Output the material exactly, line by line.

__Raw data__.

————

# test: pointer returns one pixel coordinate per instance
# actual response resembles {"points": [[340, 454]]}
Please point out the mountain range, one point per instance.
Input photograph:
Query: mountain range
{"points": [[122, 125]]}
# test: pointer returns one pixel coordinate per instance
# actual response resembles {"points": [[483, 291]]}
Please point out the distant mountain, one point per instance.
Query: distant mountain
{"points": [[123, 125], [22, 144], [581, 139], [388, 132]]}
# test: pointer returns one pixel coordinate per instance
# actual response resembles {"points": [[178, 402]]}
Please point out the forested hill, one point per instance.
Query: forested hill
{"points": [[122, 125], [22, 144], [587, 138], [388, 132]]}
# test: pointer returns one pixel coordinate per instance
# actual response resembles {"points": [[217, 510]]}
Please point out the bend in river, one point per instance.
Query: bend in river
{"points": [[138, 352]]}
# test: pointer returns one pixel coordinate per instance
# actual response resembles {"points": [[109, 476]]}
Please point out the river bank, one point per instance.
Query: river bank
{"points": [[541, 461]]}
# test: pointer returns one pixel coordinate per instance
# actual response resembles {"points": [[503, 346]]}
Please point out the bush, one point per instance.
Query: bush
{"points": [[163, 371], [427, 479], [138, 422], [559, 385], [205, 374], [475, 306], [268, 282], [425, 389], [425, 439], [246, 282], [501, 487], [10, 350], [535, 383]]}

————

__Task result__.
# test: pointer returns one pixel coordinate per instance
# actual response resembles {"points": [[340, 454]]}
Please point out the mountain range, one point per instance.
Input photograph:
Query: mountain range
{"points": [[122, 125]]}
# test: pointer returns one pixel coordinate per instance
# actual response resembles {"points": [[483, 291]]}
Please point out the distant mountain, one point per instance.
Query: distant mountain
{"points": [[123, 125], [22, 144], [581, 139], [388, 132]]}
# test: pointer returns one pixel coordinate per instance
# actual response resembles {"points": [[178, 402]]}
Please point out the forested hill, one point per instance.
Query: forested hill
{"points": [[122, 125], [22, 144], [587, 138], [388, 132]]}
# test: pointer returns one pixel coordinate per instance
# actual response resembles {"points": [[217, 510]]}
Please point out the bend in river, one point per instance.
Query: bend in river
{"points": [[138, 352]]}
# test: pointer returns one pixel coordinate per instance
# actual response resembles {"points": [[109, 476]]}
Please point out the river bank, one point per instance.
Query: river bank
{"points": [[541, 461]]}
# test: pointer returns one pixel coordinate per instance
# actual response resembles {"points": [[503, 346]]}
Please point out the bush, one point per instance.
Query: bush
{"points": [[163, 371], [427, 479], [138, 422], [559, 385], [205, 374], [475, 306], [268, 282], [425, 389], [425, 439], [246, 282], [501, 487], [10, 350], [535, 383]]}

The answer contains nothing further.